TO-DO LIST:
**A)** In the excerpt on consumer credit law, rewrite the paragraph beginning "Bank Secrecy Act (BSA)" as a short list of its requirements.
**B)** Restate the passage of the excerpt on consumer credit law starting at "Keeping Data Safe" and ending at "other criminal activity.", putting "lenders" everywhere "financial institutions" appears.
**C)** Answer these questions from the excerpt on consumer credit law:
(i) In what year was the Equal Credit Opportunity Act passed?
(ii) Above what amount must cash transactions be reported under the Bank Secrecy Act?
(iii) What does FACTA require businesses that rely on consumer reports to do?

SOURCE EXCERPT:
In 1974, the government passed the Equal Credit Opportunity Act (ECOA). The ECOA makes it unlawful for any creditor – including banks, retailers, bankcard companies, finance companies and credit unions – to discriminate against any applicant with respect to any aspect of a credit transaction:

  1. On the basis of race, color, religion, national origin, sex or marital status, or age (provided the applicant has the capacity to contract)
  2. Because all or part of the applicant’s income derives from any public assistance program
  3. Because the applicant has in good faith exercised any right under the Consumer Credit Protection Act

Predictive models that unintentionally discriminate against applicants run the risk of running afoul of the long arm of the law.

Keeping Data Safe

In addition to using consumer data ethically, financial institutions are legally bound to store and protect it from theft.

Examples of the Fed’s safety rules and regulations include:

  • Bank Secrecy Act (BSA): This requires all U.S. financial institutions to keep records of cash purchases of negotiable instruments, file reports of cash transactions exceeding $10,000 (daily aggregate amount), and to report suspicious activity that might signify money laundering, tax evasion and other criminal activity.
  • Fair and Accurate Credit Transactions Act (FACTA): FACTA contains several provisions that require financial institutions, creditors, and other businesses that rely on consumer reports to detect and resolve fraud by identity theft.

MATERIAL SUPPLIED:
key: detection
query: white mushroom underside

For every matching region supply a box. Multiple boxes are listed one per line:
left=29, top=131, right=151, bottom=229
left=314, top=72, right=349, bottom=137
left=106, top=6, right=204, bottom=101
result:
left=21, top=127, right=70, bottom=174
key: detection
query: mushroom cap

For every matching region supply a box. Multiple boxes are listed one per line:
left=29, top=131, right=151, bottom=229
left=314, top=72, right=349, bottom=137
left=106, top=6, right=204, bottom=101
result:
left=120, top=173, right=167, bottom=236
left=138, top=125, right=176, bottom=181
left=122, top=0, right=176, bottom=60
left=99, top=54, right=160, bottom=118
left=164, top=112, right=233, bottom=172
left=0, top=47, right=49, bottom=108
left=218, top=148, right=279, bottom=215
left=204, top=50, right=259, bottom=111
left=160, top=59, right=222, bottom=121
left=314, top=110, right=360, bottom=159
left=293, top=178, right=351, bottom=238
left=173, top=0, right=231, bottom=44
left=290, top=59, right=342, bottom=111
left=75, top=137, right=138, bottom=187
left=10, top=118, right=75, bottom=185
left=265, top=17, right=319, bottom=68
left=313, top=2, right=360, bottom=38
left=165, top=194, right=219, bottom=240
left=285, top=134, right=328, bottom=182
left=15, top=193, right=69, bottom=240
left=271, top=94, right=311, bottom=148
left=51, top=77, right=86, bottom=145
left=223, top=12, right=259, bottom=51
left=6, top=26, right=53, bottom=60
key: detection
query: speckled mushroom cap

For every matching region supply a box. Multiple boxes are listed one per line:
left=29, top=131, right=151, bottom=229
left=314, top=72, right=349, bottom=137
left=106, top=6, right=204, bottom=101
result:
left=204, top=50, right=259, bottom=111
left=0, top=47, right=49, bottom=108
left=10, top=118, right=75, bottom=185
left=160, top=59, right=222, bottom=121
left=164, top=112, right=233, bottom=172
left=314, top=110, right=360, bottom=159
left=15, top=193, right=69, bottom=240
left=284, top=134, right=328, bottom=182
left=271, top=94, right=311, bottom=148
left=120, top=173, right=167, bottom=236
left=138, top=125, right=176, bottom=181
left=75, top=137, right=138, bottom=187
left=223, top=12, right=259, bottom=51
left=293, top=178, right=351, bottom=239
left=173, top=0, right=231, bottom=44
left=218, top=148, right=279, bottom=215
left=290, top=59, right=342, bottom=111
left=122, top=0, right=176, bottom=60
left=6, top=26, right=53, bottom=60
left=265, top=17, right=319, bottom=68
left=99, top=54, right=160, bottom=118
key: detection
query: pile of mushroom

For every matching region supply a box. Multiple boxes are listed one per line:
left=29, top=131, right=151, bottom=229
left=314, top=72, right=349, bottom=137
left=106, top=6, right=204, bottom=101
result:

TASK RESPONSES:
**A)**
The Bank Secrecy Act requires all U.S. financial institutions to:
- keep records of cash purchases of negotiable instruments
- file reports of cash transactions over $10,000 (daily aggregate amount)
- report suspicious activity that might signify money laundering, tax evasion or other criminal activity

**B)**
Keeping Data Safe

In addition to using consumer data ethically, lenders are legally bound to store and protect it from theft.

Examples of the Fed’s safety rules and regulations include:

  • Bank Secrecy Act (BSA): This requires all U.S. lenders to keep records of cash purchases of negotiable instruments, file reports of cash transactions exceeding $10,000 (daily aggregate amount), and to report suspicious activity that might signify money laundering, tax evasion and other criminal activity.

**C)**
(i) 1974
(ii) $10,000 (daily aggregate amount)
(iii) Detect and resolve fraud by identity theft